** Selected text **
* begin *

Predictably, the study showed that women write significantly fewer papers than men in STEMM fields. “Our data reveal an authorship gender gap across STEMM, which is likely to remain for generations in certain fields,” the study says.
The researchers found that in 75 percent of the disciplines they studied, women make up significantly less than 45 percent of the authors. In 4 percent of the studied fields, women make up significantly more than 55 percent of the authors, and 21 percent of the domains have authorship with near gender parity.
The worst culprits when it comes to male-dominated fields are the usual suspects: computer science, mathematics, and physics. Unfortunately, the researchers also found that the most male-centric disciplines will also be the most difficult in which to boost female authorship. In physics, for example, they predict that, based on current minimally rising rates of female authorship, it will take 258 years to come close to gender parity among senior physicists.

* end *

** Extracted records **
* begin *

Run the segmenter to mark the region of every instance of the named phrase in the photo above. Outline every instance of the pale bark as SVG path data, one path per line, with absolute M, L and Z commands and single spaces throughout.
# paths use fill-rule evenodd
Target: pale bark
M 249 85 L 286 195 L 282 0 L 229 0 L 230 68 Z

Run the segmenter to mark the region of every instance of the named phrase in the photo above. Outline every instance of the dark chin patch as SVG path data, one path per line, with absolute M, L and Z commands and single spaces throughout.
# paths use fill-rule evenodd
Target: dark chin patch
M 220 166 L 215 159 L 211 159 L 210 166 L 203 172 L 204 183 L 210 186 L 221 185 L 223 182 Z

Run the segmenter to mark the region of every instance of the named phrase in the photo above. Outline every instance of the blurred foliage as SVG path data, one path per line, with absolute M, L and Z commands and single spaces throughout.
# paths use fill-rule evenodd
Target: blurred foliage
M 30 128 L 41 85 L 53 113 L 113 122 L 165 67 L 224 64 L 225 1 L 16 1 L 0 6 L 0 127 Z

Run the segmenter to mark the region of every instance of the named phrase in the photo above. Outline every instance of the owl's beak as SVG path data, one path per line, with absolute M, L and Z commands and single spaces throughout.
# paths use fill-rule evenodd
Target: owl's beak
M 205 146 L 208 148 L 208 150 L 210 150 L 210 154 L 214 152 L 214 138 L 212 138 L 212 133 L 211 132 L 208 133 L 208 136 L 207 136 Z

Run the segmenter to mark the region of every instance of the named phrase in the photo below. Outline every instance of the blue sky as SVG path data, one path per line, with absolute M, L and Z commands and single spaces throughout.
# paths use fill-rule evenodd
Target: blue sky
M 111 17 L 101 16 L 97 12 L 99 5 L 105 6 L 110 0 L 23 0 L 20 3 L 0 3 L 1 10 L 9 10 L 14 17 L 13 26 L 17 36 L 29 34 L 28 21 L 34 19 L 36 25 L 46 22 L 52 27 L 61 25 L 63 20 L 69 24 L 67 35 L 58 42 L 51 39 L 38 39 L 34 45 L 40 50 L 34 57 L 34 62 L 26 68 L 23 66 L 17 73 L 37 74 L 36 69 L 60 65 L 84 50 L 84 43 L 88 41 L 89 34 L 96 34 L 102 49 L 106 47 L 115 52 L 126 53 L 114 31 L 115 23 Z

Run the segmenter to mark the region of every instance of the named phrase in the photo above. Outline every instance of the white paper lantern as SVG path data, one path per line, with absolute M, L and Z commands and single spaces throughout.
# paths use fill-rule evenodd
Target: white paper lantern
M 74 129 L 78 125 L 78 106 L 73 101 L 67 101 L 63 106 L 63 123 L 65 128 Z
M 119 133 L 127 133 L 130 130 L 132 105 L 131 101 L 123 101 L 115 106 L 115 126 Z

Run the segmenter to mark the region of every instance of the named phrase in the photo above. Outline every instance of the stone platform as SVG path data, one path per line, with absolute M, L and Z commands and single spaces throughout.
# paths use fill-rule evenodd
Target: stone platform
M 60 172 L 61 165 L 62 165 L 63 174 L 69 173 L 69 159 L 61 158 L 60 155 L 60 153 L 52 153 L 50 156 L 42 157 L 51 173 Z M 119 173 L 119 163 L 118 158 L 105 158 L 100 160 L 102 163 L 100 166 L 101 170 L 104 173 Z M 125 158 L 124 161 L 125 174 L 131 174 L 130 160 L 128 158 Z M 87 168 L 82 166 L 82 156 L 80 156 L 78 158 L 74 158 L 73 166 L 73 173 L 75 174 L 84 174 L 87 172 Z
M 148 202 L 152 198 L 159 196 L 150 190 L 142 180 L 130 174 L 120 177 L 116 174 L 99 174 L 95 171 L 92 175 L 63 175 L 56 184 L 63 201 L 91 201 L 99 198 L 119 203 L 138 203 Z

* end *

Based on current rates of female authorship, how long does the text on the authorship gender gap predict it will take to come close to gender parity among senior physicists? The lines have no connection to the text on the authorship gender gap.

258 years.